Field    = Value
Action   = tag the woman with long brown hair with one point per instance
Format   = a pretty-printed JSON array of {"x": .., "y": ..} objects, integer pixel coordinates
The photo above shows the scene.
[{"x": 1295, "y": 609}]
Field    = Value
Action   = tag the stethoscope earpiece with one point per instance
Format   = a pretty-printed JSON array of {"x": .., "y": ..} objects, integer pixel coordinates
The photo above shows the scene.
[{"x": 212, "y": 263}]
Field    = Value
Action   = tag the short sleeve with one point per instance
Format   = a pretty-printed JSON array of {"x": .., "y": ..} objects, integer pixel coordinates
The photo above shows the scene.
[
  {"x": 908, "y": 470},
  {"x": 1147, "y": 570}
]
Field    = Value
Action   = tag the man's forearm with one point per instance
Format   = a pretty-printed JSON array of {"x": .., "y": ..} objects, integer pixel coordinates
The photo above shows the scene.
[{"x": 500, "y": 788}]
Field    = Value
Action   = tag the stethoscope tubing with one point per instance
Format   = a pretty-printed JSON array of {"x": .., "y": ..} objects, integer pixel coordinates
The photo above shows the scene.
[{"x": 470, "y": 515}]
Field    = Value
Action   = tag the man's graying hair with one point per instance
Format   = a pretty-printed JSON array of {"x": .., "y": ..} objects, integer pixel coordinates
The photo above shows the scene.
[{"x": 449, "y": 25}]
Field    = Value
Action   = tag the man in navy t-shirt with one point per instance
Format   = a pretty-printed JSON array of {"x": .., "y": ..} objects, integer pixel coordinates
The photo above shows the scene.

..........

WHAT YOU HAVE TO DO: An exact copy of every record is needed, so retype them all.

WRITTEN REPLY:
Field    = Value
Action   = tag the woman with long brown hair with one point per instance
Format   = a pretty-printed JSON array of {"x": .., "y": ..} objects, integer pixel coordinates
The photo above shows the scene.
[{"x": 1295, "y": 609}]
Field    = Value
Action   = tag the stethoscope earpiece with one point per instance
Format   = a pretty-printed JSON array of {"x": .., "y": ..} objects, integer pixel coordinates
The photo above shows the scene.
[{"x": 212, "y": 263}]
Field    = Value
Action   = tag the short sleeve with one point per instance
Format   = a pretty-printed JSON array of {"x": .., "y": ..} objects, integer pixel coordinates
The photo above shows the scene.
[
  {"x": 908, "y": 470},
  {"x": 1147, "y": 570}
]
Field    = Value
Action   = tag the man's forearm with one point per instance
Format   = a pretty-printed JSON array of {"x": .., "y": ..} objects, integer pixel coordinates
The photo above shows the scene.
[{"x": 500, "y": 788}]
Field    = Value
Action   = tag the stethoscope tubing with one point per instance
Format   = a pretty-printed JSON array of {"x": .., "y": ..} objects, integer pixel coordinates
The photo above shows the scene.
[{"x": 470, "y": 515}]
Field    = Value
Action   = tag the man's graying hair with one point per instance
Format   = a pretty-printed JSON array of {"x": .., "y": ..} objects, integer pixel coordinates
The photo above shows the scene.
[{"x": 449, "y": 25}]
Field    = Value
Action   = tag the man in navy t-shirt with one point per instance
Format   = a pretty-printed JSON array of {"x": .., "y": ..} objects, integer pixel coordinates
The photo above shows the scene.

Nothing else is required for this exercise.